#### Your objective
Starting with the line that has "Looking at the image below, identify the round" and finishing with the line that has "Looking at the image above, identify the wall", set down each line below exactly. Pictures are not copied.

#### The data

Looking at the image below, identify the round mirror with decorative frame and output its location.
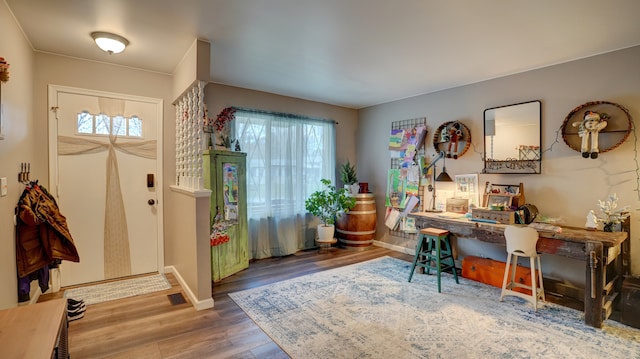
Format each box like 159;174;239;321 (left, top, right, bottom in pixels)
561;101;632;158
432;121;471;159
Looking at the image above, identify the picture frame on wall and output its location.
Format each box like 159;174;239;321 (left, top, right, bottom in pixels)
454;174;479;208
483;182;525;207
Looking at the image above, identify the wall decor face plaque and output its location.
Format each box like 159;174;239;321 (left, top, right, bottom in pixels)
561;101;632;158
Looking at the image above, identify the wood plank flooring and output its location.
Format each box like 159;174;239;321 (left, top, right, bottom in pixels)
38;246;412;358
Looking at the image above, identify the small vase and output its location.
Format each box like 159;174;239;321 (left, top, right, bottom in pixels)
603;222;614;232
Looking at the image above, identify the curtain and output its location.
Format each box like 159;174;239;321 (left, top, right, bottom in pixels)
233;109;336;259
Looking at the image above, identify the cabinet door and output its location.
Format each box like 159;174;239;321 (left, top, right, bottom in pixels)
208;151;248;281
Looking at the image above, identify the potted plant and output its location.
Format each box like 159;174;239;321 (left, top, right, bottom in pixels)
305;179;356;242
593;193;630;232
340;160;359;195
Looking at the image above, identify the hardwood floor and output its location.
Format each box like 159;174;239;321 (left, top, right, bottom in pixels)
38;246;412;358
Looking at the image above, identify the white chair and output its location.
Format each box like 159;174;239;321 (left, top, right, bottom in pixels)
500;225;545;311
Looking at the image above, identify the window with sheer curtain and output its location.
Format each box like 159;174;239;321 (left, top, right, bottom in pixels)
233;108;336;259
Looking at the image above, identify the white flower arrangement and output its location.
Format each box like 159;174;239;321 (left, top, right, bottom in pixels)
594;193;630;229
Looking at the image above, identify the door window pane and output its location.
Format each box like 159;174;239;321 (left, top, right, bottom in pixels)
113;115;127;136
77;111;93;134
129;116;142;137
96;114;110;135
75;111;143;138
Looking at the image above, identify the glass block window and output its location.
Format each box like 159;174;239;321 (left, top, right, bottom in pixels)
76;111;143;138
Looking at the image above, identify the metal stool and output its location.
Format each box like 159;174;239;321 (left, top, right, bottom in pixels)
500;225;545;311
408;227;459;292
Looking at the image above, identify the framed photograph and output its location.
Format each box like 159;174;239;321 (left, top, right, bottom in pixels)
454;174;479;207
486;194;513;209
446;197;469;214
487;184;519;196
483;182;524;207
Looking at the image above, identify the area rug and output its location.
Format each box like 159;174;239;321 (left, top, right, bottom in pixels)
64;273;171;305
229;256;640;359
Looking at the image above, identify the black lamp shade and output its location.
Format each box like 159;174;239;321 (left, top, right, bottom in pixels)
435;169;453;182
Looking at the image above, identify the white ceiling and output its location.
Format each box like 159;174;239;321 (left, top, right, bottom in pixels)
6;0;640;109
* * *
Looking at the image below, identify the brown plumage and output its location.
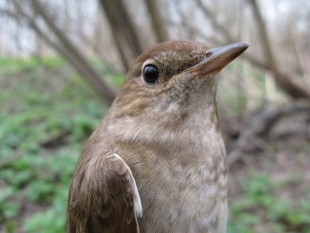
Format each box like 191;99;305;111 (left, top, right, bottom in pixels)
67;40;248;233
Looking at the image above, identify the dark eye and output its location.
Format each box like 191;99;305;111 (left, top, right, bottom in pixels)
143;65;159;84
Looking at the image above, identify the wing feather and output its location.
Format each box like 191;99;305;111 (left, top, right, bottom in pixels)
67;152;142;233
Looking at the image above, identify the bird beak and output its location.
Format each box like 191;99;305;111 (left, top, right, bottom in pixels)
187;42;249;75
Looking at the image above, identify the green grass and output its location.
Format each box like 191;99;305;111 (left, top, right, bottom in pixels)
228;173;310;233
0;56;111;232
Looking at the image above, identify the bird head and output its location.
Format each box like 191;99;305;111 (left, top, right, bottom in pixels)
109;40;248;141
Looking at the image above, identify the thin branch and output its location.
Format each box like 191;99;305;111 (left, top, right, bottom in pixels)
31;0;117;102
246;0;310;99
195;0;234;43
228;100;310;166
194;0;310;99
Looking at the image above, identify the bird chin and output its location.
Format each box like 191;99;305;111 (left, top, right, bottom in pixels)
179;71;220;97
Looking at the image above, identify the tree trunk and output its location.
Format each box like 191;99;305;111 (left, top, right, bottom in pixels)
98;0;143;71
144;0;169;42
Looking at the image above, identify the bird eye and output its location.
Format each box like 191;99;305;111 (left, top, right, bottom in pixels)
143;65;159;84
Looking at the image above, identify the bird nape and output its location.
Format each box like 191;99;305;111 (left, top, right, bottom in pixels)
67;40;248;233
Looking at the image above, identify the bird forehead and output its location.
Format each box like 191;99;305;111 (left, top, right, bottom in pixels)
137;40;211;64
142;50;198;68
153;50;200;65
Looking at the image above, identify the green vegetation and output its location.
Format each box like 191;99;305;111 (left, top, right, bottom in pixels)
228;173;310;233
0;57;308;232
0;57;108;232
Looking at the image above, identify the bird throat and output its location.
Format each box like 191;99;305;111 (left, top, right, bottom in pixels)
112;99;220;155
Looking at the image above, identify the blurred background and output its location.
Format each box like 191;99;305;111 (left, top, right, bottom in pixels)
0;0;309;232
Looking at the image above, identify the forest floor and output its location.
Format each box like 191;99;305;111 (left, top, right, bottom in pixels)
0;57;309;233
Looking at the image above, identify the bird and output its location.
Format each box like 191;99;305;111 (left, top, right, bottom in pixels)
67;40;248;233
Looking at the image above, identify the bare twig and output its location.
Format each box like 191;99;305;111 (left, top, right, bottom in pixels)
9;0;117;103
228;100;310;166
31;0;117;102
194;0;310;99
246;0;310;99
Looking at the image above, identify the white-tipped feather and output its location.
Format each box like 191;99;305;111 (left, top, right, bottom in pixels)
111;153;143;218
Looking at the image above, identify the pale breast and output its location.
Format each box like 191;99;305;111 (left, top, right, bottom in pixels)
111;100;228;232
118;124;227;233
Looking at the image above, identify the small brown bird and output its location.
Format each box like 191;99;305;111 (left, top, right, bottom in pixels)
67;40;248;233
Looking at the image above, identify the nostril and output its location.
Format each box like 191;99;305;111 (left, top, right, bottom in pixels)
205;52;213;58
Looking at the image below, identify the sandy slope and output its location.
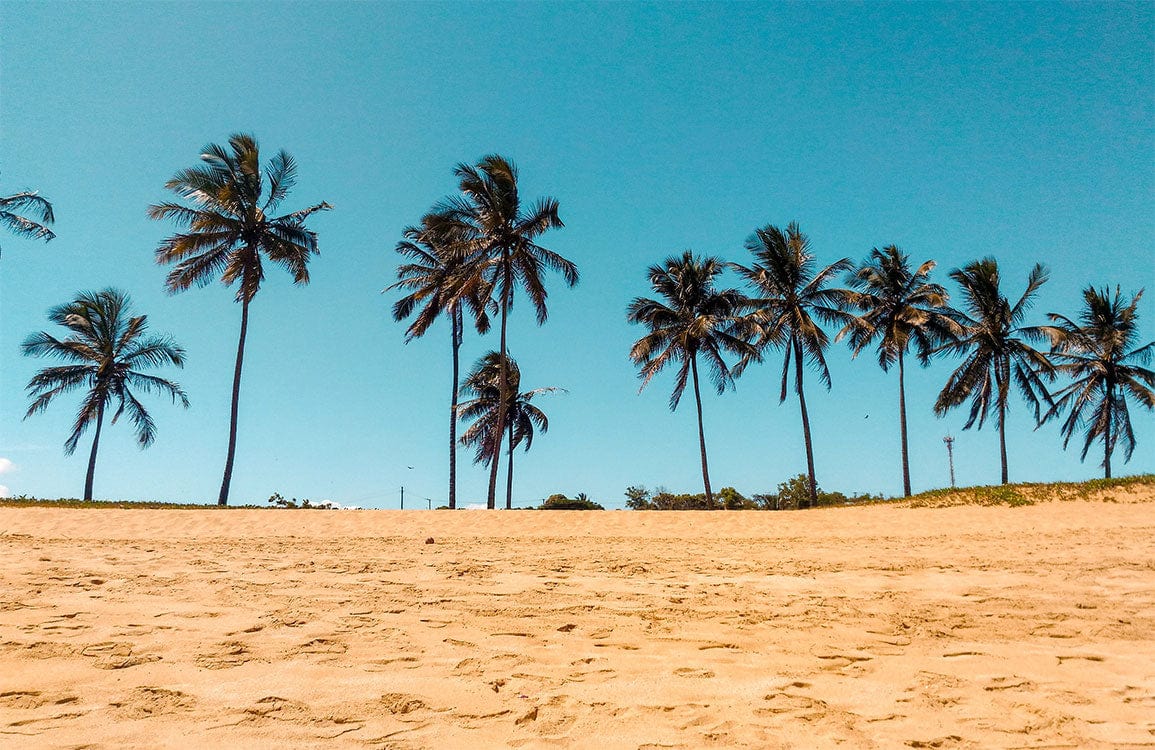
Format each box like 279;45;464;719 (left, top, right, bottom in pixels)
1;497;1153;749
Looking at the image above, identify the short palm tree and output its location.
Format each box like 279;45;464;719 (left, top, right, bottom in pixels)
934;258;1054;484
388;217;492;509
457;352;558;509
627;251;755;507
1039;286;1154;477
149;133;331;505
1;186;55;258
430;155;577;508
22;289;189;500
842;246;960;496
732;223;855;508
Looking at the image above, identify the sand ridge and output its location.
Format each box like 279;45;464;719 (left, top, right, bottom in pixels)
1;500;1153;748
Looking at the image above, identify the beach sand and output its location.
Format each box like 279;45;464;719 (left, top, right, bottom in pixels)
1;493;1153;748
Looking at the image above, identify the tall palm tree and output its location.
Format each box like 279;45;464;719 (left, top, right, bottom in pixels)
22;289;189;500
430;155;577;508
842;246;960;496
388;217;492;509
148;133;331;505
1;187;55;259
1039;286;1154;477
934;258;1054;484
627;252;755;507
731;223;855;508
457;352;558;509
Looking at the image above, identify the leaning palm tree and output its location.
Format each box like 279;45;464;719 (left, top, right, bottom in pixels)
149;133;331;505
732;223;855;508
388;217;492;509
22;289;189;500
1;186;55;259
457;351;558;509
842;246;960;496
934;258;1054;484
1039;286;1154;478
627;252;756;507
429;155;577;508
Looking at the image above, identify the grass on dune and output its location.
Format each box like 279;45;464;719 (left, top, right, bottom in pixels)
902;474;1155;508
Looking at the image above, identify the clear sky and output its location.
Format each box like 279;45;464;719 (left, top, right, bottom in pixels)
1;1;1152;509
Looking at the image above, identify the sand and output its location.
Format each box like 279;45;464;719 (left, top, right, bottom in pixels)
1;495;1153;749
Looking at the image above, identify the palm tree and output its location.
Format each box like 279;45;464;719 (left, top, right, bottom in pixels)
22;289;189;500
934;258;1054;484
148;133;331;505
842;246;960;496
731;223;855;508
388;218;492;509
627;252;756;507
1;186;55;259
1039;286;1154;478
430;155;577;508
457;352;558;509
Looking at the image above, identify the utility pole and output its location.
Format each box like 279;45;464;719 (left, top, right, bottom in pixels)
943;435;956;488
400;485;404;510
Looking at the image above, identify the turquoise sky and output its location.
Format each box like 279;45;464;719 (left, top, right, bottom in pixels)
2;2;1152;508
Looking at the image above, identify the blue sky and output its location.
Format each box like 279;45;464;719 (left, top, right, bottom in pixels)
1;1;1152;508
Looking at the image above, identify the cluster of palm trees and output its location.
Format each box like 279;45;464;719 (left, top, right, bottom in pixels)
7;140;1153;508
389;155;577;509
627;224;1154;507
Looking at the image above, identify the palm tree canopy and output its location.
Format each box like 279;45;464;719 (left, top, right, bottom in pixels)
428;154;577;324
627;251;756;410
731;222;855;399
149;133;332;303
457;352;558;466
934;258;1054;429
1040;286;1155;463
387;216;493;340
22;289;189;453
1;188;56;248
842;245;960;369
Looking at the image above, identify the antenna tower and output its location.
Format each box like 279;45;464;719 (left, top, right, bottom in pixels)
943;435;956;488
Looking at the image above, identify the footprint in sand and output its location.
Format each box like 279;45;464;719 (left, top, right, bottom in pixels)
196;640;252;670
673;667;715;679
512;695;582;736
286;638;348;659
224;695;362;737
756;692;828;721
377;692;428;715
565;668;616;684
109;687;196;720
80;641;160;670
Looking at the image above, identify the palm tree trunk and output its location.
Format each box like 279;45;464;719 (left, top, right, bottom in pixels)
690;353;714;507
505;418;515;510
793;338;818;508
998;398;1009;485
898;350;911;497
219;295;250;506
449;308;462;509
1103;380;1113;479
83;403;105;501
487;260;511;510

#### Result of this task
Looking at the image below, identify the round mirror with decorative frame and output its location.
Format each box like 159;174;239;321 (left, top, right, bottom in pixels)
561;101;632;158
432;121;471;159
Looking at the image above, identify the picture frame on wall and output its location.
Format each box like 159;174;239;321 (left, top, right, bottom in pixels)
454;174;479;208
483;182;525;207
Looking at the image above, identify the wall decor face plaque and output its location.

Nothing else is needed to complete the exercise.